### What is required
Transcribe the section of the Channelpedia page that starts with the words containing "Channelpedia" and ends with "cells in simulated microgravity rats.".

Channelpedia

PubMed 20457834


Referenced in: none

Automatically associated channels: BKβ , Slo1



Title: Activation of BKCa channel is associated with increased apoptosis of cerebrovascular smooth muscle cells in simulated microgravity rats.

Authors: Man-Jiang Xie, Yu-Guang Ma, Fang Gao, Yun-Gang Bai, Jiu-Hua Cheng, Yao-ming Chang, Zhi-Bin Yu, Jin Ma

Journal, date & volume: Am. J. Physiol., Cell Physiol., 2010 Jun , 298, C1489-500

PubMed link: http://www.ncbi.nlm.nih.gov/pubmed/20457834


Abstract
Cerebral arterial remodeling is one of the critical factors in the occurrence of postspaceflight orthostatic intolerance. We hypothesize that large-conductance calcium-activated K(+) (BK(Ca)) channels in vascular smooth muscle cells (VSMCs) may play an important role in regulating cerebrovascular adaptation during microgravity exposure. The aim of this work was to investigate whether activation of BK(Ca) channels is involved in regulation of apoptotic remodeling of cerebral arteries in simulated microgravity rats. In animal studies, Sprague-Dawley rats were subjected to 1-wk hindlimb unweighting to simulate microgravity. Alterations of BK(Ca) channels in cerebral VSMCs were investigated by patch clamp and Western blotting; apoptosis was assessed by electron microscopy and terminal deoxynucleotidyltransferase-mediated dUTP-biotin nick-end labeling (TUNEL). To evaluate the correlation of BK(Ca) channel and apoptosis, channel protein and cell nucleus were double-stained. In cell studies, hSloalpha+beta1 channel was coexpressed into human embryonic kidney 293 (HEK293) cells to observe the effects of BK(Ca) channels on apoptosis. In rats, enhanced activities and expression of BK(Ca) channels were found to be correlated with increased apoptosis in cerebral VSMCs after simulated microgravity. In transfected HEK293 cells, activation of cloned BK(Ca) channel induced apoptosis, whereas inhibition of cloned BK(Ca) channel decreased apoptosis. In conclusion, activation of BK(Ca) channels is associated with increased apoptosis in cerebral VSMCs of simulated microgravity rats.

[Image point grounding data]
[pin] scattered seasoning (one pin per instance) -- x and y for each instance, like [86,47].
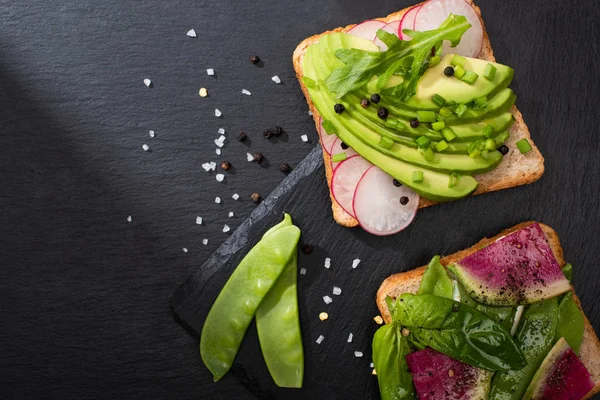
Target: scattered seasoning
[382,113]
[339,108]
[285,168]
[307,249]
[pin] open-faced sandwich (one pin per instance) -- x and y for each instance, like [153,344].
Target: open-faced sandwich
[499,320]
[413,109]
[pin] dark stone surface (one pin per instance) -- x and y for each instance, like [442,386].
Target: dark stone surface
[85,294]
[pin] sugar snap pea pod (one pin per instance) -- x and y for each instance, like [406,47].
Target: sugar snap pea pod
[436,280]
[278,325]
[389,351]
[535,336]
[236,305]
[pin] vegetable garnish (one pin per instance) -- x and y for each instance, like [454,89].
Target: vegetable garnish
[407,58]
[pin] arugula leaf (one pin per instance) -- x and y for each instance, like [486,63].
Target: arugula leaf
[408,58]
[458,331]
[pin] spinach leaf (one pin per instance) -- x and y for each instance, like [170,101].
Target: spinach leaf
[458,331]
[389,351]
[408,58]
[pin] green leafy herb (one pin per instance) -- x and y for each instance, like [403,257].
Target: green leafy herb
[407,58]
[458,331]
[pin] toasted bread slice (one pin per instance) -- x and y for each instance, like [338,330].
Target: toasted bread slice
[516,169]
[408,282]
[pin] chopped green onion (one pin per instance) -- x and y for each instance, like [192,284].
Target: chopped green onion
[438,126]
[459,71]
[489,72]
[469,77]
[417,176]
[490,144]
[439,100]
[454,179]
[448,134]
[524,146]
[339,157]
[386,142]
[426,116]
[458,61]
[441,146]
[329,127]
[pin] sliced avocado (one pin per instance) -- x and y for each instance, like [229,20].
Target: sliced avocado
[451,88]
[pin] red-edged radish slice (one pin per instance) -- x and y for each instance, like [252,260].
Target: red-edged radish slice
[408,22]
[326,139]
[367,29]
[392,27]
[381,207]
[345,178]
[337,148]
[434,12]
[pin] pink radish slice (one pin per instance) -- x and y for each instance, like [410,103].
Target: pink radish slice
[381,207]
[345,178]
[408,22]
[367,29]
[434,12]
[326,139]
[336,148]
[392,27]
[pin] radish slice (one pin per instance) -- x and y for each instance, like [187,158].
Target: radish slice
[345,178]
[381,207]
[367,29]
[336,148]
[326,139]
[392,27]
[408,22]
[434,12]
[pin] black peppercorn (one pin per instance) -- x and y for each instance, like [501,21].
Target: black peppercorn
[382,113]
[285,168]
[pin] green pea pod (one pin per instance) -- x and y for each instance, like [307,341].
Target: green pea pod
[535,336]
[236,305]
[436,280]
[570,323]
[389,351]
[458,331]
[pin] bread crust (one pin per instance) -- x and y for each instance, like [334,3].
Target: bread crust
[515,169]
[408,282]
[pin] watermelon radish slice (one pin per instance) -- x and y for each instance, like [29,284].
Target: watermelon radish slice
[345,179]
[437,377]
[434,12]
[326,139]
[381,207]
[519,268]
[338,147]
[408,22]
[562,376]
[392,27]
[367,29]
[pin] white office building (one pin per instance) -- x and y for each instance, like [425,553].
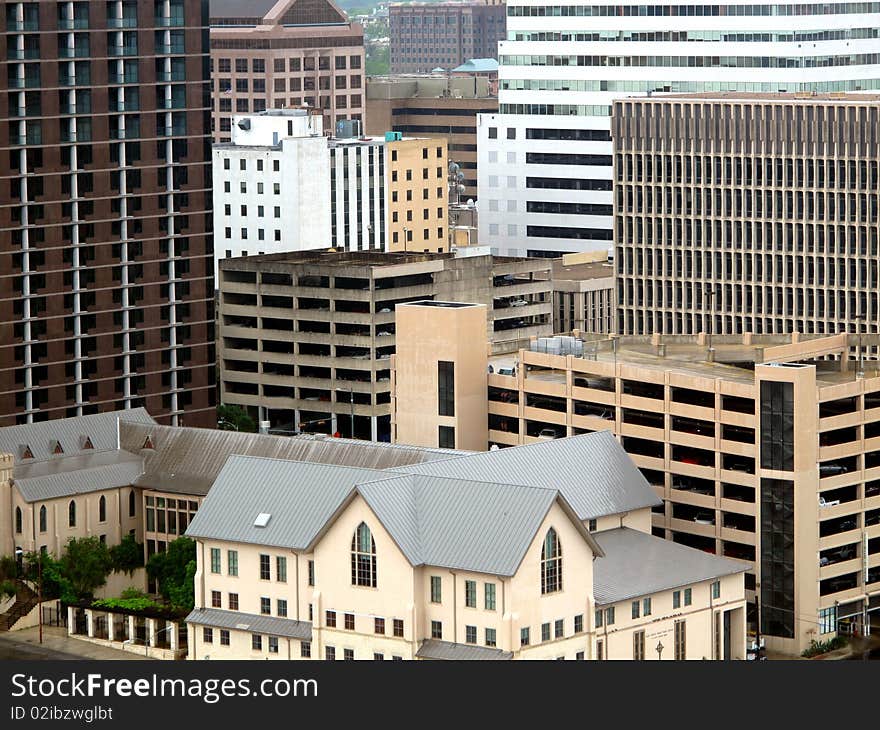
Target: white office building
[271,185]
[544,161]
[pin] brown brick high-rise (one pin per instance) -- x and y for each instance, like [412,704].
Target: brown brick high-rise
[106,275]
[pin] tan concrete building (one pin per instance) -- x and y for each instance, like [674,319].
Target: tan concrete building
[273,54]
[741,212]
[762,449]
[583,293]
[434,105]
[306,338]
[417,194]
[422,563]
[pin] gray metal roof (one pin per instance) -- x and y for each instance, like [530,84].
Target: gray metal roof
[188,460]
[81,474]
[254,623]
[592,472]
[447,650]
[638,564]
[300,497]
[100,428]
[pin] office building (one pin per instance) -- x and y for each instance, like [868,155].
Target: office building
[307,337]
[761,447]
[106,289]
[273,54]
[547,154]
[747,213]
[271,185]
[437,106]
[426,36]
[472,557]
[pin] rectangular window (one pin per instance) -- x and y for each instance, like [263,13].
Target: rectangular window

### Response for this exercise
Channelpedia

PubMed 20457834


Referenced in: none

Automatically associated channels: BKβ , Slo1



Title: Activation of BKCa channel is associated with increased apoptosis of cerebrovascular smooth muscle cells in simulated microgravity rats.